- Work required
Take the data below and filter it for lines containing the word "surface"; show each line found.

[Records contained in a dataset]
________________________

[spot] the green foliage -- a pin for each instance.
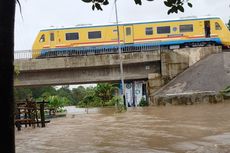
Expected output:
(225, 92)
(57, 102)
(105, 92)
(78, 94)
(16, 70)
(143, 102)
(228, 24)
(119, 104)
(21, 94)
(174, 5)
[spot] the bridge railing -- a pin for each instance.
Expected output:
(27, 54)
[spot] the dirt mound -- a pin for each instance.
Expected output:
(209, 74)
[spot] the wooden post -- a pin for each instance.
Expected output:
(42, 113)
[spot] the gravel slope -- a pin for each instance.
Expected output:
(209, 74)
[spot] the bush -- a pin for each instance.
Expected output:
(143, 102)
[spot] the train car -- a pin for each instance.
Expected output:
(84, 40)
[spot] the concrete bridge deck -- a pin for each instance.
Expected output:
(86, 69)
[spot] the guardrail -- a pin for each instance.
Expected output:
(78, 51)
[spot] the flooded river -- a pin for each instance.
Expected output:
(203, 128)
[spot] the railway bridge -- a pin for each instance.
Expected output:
(155, 68)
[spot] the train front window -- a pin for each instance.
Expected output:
(149, 31)
(163, 30)
(186, 28)
(128, 31)
(51, 36)
(42, 38)
(94, 35)
(217, 26)
(72, 36)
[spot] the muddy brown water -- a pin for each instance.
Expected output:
(203, 128)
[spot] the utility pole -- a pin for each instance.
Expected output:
(120, 55)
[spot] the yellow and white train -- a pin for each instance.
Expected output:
(133, 37)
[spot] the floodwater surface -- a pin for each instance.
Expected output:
(203, 128)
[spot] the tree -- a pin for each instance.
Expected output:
(228, 24)
(7, 13)
(105, 92)
(174, 5)
(78, 93)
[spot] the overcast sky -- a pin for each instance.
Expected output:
(40, 14)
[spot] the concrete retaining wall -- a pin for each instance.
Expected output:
(187, 98)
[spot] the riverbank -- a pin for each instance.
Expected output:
(164, 129)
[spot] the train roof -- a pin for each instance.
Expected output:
(128, 23)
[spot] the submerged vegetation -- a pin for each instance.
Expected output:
(226, 92)
(104, 94)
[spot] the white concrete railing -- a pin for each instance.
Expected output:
(27, 54)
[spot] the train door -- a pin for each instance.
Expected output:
(207, 29)
(128, 34)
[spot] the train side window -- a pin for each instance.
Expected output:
(128, 31)
(94, 34)
(149, 31)
(186, 28)
(51, 36)
(72, 36)
(42, 38)
(217, 26)
(163, 30)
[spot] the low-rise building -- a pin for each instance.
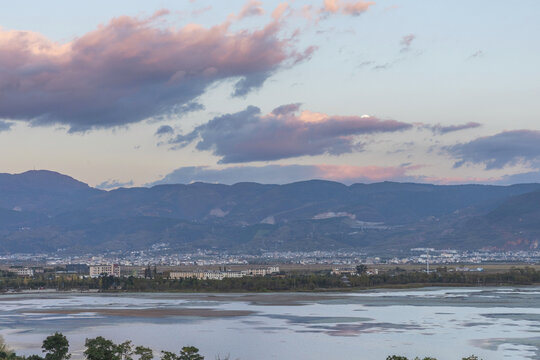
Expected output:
(22, 271)
(105, 270)
(220, 275)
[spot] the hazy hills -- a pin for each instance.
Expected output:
(45, 211)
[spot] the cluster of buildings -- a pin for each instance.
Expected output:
(222, 274)
(93, 271)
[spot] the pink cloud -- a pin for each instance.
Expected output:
(131, 69)
(251, 8)
(346, 7)
(346, 173)
(285, 133)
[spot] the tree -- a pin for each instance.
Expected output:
(125, 350)
(144, 353)
(101, 349)
(3, 347)
(56, 347)
(167, 355)
(360, 269)
(190, 353)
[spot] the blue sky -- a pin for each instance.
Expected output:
(459, 81)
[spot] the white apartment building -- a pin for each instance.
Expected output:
(220, 275)
(107, 270)
(22, 271)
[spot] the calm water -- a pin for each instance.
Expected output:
(502, 323)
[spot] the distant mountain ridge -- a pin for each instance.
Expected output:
(45, 211)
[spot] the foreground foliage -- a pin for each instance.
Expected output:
(56, 347)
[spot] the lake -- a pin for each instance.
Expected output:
(446, 323)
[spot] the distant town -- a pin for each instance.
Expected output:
(214, 265)
(161, 255)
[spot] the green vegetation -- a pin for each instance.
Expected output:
(321, 280)
(56, 347)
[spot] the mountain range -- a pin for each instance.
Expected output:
(43, 211)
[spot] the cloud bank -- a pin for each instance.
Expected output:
(497, 151)
(283, 174)
(285, 133)
(132, 69)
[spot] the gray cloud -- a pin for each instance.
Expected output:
(131, 69)
(500, 150)
(5, 125)
(164, 130)
(249, 136)
(113, 184)
(275, 174)
(442, 129)
(283, 174)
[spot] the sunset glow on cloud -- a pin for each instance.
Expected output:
(136, 93)
(130, 69)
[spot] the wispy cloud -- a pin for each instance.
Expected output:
(164, 130)
(406, 42)
(476, 54)
(5, 125)
(114, 184)
(354, 8)
(444, 129)
(497, 151)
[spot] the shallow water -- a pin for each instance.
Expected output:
(447, 323)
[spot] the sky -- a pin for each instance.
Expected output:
(138, 93)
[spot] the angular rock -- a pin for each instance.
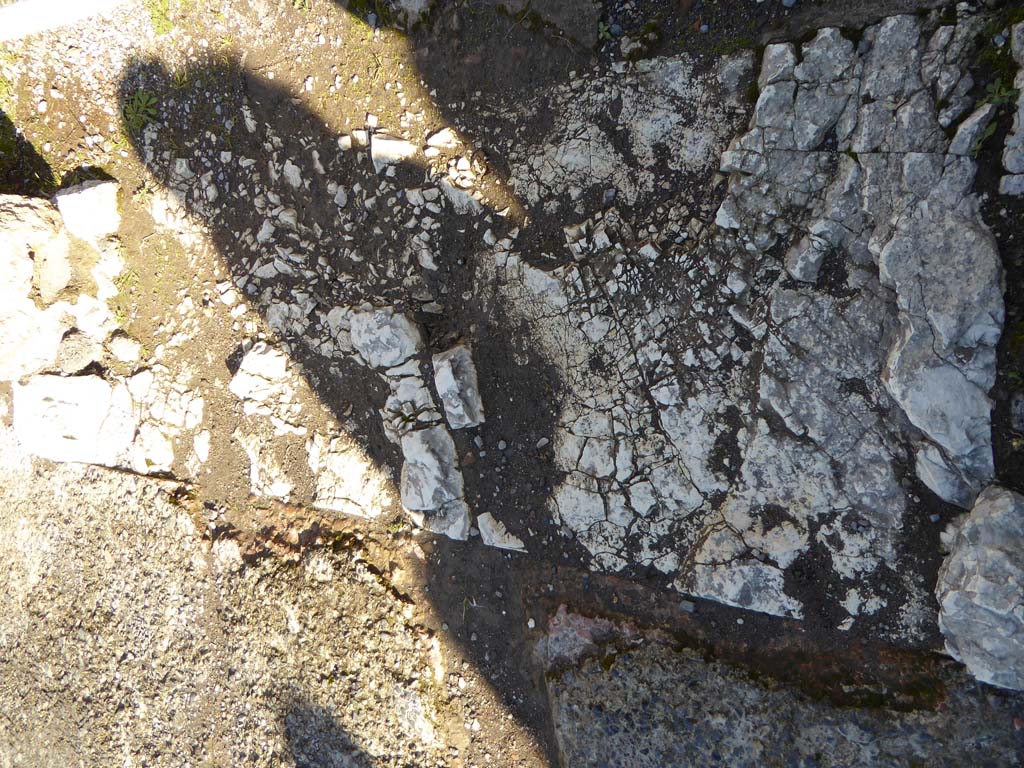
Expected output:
(455, 377)
(77, 351)
(431, 483)
(385, 151)
(494, 534)
(971, 130)
(33, 242)
(75, 419)
(90, 209)
(29, 338)
(260, 373)
(980, 587)
(347, 481)
(385, 338)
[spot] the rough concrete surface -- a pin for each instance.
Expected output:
(513, 384)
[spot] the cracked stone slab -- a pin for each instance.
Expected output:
(75, 419)
(455, 379)
(980, 586)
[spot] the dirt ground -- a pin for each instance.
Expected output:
(124, 100)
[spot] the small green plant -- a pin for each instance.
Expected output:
(160, 15)
(181, 79)
(985, 135)
(6, 95)
(139, 111)
(1000, 94)
(143, 194)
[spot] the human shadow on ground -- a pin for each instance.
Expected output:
(315, 739)
(348, 255)
(23, 170)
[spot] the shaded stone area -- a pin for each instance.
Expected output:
(645, 706)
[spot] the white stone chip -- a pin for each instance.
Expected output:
(90, 209)
(455, 378)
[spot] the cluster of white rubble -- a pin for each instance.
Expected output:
(741, 395)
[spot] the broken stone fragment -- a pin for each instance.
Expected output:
(384, 338)
(90, 210)
(34, 248)
(455, 377)
(431, 483)
(75, 419)
(346, 480)
(494, 534)
(29, 338)
(266, 477)
(442, 139)
(77, 351)
(980, 586)
(260, 373)
(385, 151)
(971, 130)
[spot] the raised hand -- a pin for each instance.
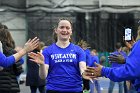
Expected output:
(36, 57)
(93, 72)
(116, 58)
(31, 44)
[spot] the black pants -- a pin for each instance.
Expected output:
(34, 89)
(53, 91)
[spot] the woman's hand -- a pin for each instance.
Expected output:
(36, 57)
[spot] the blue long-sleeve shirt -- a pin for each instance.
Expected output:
(129, 71)
(6, 61)
(93, 59)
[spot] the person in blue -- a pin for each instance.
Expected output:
(118, 51)
(62, 63)
(129, 71)
(94, 58)
(30, 45)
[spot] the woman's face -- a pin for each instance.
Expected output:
(64, 30)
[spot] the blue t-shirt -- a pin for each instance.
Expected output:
(6, 61)
(64, 73)
(93, 59)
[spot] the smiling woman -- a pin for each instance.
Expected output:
(62, 62)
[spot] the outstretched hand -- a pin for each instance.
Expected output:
(116, 58)
(129, 44)
(36, 57)
(31, 44)
(93, 72)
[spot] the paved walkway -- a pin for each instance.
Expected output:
(104, 82)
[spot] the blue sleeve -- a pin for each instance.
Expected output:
(6, 61)
(46, 55)
(128, 71)
(21, 60)
(81, 54)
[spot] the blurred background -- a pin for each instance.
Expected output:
(99, 22)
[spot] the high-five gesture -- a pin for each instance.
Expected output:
(36, 57)
(31, 44)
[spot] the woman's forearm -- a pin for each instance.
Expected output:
(43, 71)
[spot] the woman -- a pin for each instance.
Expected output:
(32, 79)
(8, 76)
(62, 63)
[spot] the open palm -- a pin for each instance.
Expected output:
(36, 57)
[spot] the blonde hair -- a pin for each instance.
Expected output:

________________________

- Answer section
[spot] the floodwater surface -- a pin for each instance.
[spot] the rough concrete surface -- a pin for each instance.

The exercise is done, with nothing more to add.